In the records below, put each line from the line with "white table surface" up to and including the line with "[0,0,480,360]" into a JSON list of strings, one string per line, skipping blank lines.

>> Begin

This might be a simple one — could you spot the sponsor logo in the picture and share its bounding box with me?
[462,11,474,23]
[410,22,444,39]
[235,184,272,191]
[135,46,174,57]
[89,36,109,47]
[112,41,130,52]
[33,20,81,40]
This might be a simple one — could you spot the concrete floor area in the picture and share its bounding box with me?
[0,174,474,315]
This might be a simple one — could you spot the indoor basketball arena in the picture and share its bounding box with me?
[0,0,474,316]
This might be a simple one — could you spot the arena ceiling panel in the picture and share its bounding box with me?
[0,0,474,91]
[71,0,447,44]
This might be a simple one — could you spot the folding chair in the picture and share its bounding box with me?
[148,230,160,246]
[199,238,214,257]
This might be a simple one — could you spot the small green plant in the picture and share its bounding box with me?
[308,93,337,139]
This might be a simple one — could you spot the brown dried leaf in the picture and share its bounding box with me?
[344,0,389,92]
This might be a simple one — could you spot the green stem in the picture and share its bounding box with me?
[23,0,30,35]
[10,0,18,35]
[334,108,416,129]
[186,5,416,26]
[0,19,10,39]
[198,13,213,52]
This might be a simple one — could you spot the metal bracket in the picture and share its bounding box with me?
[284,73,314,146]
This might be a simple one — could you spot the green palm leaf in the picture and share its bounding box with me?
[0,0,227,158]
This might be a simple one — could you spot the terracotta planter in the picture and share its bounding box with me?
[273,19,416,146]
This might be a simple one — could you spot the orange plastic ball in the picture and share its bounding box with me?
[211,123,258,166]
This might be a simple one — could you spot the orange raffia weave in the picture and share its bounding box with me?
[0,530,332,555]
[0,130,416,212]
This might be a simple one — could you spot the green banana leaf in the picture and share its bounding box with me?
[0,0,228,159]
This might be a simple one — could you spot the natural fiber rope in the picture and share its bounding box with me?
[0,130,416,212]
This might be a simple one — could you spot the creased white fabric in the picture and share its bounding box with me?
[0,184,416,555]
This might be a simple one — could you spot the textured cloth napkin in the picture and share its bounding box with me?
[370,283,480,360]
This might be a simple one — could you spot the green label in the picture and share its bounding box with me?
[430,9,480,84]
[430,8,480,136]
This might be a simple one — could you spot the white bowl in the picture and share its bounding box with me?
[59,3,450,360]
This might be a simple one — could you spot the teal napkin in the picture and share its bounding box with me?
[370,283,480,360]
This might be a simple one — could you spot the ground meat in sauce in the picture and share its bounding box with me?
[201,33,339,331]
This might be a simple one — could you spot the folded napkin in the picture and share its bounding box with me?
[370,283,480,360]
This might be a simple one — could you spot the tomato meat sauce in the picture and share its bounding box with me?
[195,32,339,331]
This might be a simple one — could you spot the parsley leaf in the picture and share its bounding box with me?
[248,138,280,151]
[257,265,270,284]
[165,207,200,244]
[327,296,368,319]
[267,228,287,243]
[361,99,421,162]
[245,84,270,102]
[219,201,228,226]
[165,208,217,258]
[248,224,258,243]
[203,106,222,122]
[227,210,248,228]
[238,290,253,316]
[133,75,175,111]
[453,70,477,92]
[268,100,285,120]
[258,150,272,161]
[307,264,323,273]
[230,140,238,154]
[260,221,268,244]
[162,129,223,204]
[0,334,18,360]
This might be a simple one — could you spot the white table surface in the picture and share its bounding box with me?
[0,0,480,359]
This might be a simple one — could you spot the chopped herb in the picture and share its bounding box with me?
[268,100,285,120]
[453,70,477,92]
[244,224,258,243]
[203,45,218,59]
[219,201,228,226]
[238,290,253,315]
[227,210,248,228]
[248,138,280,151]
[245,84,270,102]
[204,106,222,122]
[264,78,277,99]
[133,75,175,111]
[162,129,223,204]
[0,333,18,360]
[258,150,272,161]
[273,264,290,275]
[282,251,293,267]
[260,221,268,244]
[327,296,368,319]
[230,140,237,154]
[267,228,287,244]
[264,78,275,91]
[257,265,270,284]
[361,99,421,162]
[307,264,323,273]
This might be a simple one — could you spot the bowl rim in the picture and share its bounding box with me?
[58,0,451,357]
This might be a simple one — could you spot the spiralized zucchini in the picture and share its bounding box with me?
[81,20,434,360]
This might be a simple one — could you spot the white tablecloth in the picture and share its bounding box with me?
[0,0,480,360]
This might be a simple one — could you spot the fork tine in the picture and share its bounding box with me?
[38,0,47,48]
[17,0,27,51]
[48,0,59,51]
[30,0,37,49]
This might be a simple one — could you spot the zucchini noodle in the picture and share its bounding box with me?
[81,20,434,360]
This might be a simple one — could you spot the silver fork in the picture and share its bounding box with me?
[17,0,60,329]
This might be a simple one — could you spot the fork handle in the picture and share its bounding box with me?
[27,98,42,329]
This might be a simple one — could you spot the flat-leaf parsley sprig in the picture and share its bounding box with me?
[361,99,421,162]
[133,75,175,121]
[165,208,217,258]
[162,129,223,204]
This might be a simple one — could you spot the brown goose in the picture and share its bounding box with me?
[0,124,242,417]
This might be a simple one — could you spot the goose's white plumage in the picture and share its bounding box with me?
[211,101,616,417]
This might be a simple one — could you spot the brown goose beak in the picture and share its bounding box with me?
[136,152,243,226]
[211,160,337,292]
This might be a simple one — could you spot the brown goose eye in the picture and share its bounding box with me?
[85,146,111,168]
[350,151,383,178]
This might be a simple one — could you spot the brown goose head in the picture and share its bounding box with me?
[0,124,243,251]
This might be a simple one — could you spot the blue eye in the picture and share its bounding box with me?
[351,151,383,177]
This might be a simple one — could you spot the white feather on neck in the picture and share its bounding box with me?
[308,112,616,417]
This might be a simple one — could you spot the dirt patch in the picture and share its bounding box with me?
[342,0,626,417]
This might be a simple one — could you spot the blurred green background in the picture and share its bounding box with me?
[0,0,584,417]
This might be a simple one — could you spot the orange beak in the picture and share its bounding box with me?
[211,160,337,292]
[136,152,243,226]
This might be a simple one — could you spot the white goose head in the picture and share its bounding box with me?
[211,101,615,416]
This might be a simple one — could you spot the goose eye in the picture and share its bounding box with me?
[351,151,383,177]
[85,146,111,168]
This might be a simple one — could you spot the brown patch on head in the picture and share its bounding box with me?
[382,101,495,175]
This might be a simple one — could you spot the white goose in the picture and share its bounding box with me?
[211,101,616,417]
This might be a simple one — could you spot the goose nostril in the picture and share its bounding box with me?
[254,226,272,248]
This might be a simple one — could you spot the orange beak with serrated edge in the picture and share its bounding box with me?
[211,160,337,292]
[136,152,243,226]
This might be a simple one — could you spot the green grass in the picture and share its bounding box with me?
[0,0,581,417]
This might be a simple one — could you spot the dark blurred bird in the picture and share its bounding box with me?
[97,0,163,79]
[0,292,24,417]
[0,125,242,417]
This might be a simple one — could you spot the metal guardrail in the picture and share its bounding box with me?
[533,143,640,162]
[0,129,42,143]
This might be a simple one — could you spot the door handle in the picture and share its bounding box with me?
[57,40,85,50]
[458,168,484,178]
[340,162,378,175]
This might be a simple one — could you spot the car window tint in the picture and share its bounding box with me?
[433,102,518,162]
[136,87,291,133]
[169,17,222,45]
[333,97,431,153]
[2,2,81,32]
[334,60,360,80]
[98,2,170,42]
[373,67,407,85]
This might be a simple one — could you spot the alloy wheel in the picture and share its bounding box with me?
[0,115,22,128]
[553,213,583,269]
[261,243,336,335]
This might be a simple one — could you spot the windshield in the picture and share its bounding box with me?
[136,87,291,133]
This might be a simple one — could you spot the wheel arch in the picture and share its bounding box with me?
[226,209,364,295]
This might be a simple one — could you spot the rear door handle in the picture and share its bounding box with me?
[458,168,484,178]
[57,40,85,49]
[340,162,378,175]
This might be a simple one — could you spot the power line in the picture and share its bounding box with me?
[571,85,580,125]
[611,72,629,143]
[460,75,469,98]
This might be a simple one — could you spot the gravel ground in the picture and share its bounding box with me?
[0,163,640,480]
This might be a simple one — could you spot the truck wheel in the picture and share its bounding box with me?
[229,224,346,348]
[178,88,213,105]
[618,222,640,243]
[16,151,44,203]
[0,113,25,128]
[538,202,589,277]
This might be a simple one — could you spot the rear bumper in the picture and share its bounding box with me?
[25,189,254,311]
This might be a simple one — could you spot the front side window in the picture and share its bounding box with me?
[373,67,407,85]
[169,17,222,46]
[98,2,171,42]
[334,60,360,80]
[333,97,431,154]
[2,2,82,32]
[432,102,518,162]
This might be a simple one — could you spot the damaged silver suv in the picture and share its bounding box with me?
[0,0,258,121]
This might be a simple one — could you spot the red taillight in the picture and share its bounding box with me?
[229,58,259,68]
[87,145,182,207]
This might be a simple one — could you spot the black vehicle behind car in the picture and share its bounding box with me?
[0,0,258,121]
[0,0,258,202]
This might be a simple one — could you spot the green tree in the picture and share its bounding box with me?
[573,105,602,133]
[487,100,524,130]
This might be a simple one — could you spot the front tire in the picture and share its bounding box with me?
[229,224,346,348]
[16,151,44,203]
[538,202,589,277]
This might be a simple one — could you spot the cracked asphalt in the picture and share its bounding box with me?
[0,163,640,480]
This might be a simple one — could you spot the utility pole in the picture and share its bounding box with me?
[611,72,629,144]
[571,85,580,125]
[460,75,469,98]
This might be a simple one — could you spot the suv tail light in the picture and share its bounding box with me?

>> End

_Completed task_.
[
  "This might be a simple one — could you spot the white table surface in the picture and share its bounding box with me?",
  "[0,0,480,359]",
  "This might be a simple one — could you spot the chopped herb in the picture and share its bounding box with me?",
  "[268,100,285,120]",
  "[453,70,477,92]",
  "[244,224,258,243]",
  "[203,45,218,59]",
  "[219,201,228,226]",
  "[238,290,253,315]",
  "[227,210,248,228]",
  "[248,138,280,151]",
  "[245,84,270,102]",
  "[204,106,222,122]",
  "[264,78,277,99]",
  "[133,75,175,111]",
  "[162,129,223,204]",
  "[0,333,18,360]",
  "[258,150,272,161]",
  "[273,264,290,275]",
  "[282,251,293,267]",
  "[260,221,268,244]",
  "[327,296,368,319]",
  "[230,140,237,154]",
  "[267,228,287,244]",
  "[264,78,275,91]",
  "[257,265,270,284]",
  "[361,99,421,162]",
  "[307,264,323,273]",
  "This might be a simple one — could you spot the bowl rim in the picture and share its bounding box with me?",
  "[58,0,451,357]",
  "This might be a simple one — could you spot the spiralized zucchini in the picture and share its bounding box with me?",
  "[81,20,434,360]",
  "This might be a simple one — could you spot the white tablecloth in the picture and share its bounding box with me?",
  "[0,0,480,360]"
]